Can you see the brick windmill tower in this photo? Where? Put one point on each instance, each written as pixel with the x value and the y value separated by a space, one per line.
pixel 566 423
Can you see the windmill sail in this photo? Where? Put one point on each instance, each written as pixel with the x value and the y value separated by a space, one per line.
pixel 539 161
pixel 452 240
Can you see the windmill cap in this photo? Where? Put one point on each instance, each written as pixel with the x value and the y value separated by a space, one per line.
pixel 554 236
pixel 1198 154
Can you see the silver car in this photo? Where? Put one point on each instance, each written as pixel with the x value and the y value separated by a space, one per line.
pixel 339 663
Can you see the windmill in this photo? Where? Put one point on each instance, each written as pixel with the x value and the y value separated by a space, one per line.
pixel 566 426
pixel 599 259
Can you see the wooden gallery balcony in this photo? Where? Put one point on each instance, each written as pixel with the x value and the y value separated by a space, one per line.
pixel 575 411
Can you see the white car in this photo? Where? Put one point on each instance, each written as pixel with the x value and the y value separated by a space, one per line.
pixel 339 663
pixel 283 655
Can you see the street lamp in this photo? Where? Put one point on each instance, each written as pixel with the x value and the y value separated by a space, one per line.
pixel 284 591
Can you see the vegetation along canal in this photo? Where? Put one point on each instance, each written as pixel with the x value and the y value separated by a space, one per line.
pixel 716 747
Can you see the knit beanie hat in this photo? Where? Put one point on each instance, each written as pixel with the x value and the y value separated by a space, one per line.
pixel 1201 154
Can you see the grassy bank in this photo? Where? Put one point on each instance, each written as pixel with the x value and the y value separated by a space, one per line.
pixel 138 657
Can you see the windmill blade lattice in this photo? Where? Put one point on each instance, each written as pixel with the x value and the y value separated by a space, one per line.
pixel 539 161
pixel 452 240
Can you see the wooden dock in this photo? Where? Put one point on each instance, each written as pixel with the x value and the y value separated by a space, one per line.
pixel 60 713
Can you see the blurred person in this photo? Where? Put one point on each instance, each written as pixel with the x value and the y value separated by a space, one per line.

## What you are asked to do
Rewrite every one of the records above, replacing "instance" with "match" and leaving everything else the same.

## Solution
Can you see the brick windmill tower in this photo? Where? Put one point on each match, each written as pixel with the x value and the y value separated by a space, one per line.
pixel 566 423
Can you see the windmill sail in this photo? Where? Put one point on each match, each written as pixel with the x value and the y value separated by a space, one per line.
pixel 539 161
pixel 452 240
Can you see the windmill cap in this photo? Where? Put one point on each match, each written as pixel with the x value and the y value separated by a space, one per line.
pixel 554 236
pixel 1198 154
Can you see the silver car in this photo? Where? Put one point on each match, each written as pixel with the x value and the y value separated by a space, one per line.
pixel 339 663
Can you see the windmill in this photo? Where? Put one point on each match, each written as pixel with the x value and the y value separated by a space, one per line.
pixel 566 426
pixel 599 259
Can you see the wooden gallery balcony in this photo? Where? Put one point on each match, each written as pixel with the x value and the y value separated by a space, one per line.
pixel 575 411
Can you see the white car in this photo? Where? Put one point on each match, each written as pixel with the x value and the y value separated by a space, one per line.
pixel 339 663
pixel 283 655
Can you see the street lamp in this photo? Where? Put one point on each match, each written as pixel with the x value and the y value separated by a space, one per line.
pixel 284 591
Can you see the vegetation along canal in this photo? Where? Put one point on each match, each written as pixel with the x value and the y value separated by a space, one per line.
pixel 716 747
Can you see the knit beanie hat in this photo? Where? Put one point on each match, each written as pixel with the x value and the y value separated by a space, one per line.
pixel 1201 154
Can you see the grassy bank in this photo? Where? Put one point on each match, each written as pixel with the x value and the y value separated by a space, one per line.
pixel 138 657
Can you see the windmill blade lattice in this photo? Where? Put one point on each match, each written as pixel with the x value and the y value separated by a space, one per line.
pixel 539 161
pixel 452 240
Can you see the wooden dock in this photo? Where? Put one point on each match, each written as pixel with the x value and the y value separated by a space, one per line.
pixel 60 713
Can you see the blurred person in this photo? Where? Put one point on each match, each written as pixel with the x value and the y value separated by a space, one per line.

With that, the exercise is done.